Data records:
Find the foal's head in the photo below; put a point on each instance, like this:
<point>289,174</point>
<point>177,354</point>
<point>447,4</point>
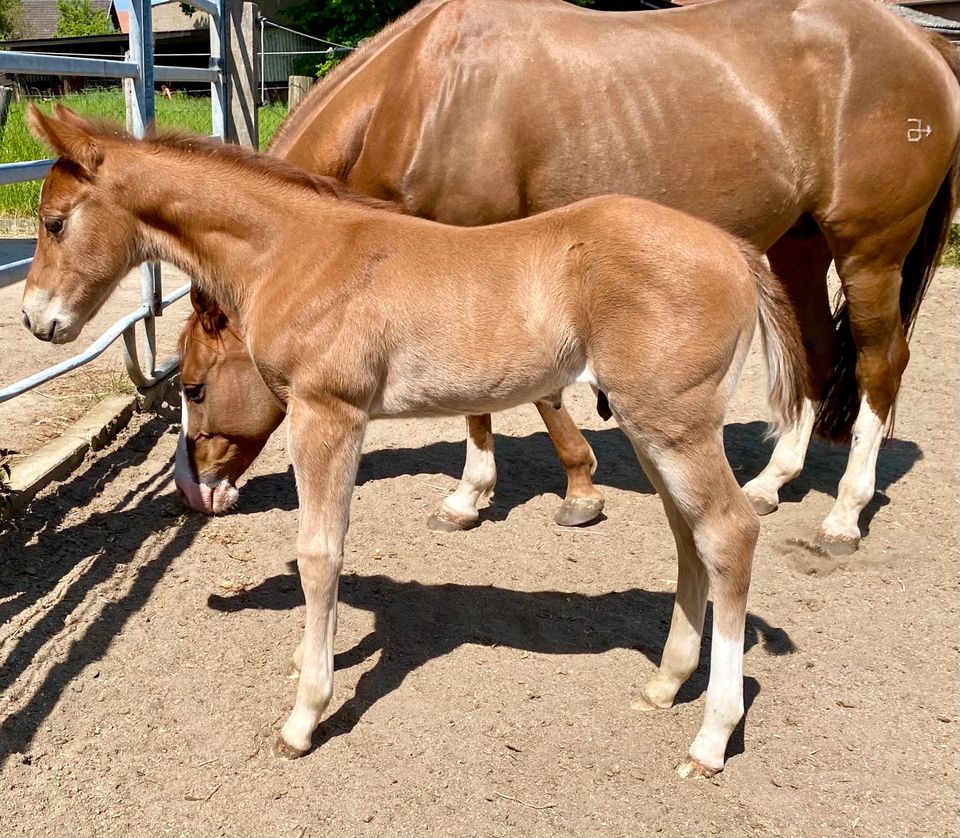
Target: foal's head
<point>87,237</point>
<point>228,412</point>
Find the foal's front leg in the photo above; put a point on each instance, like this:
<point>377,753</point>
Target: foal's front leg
<point>325,441</point>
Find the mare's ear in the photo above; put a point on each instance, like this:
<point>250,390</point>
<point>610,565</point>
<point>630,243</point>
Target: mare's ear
<point>211,316</point>
<point>68,135</point>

● WORK ITEM
Take every line from the data that contains the word "photo".

● SOLUTION FOR THIS TASK
Find the foal's head in the photo below; put a point on each instance, like this:
Find the foal's front leg in the photo above; put a point on each instance, like this:
Find the mare's ear in the photo above; put a point on each instance, like this:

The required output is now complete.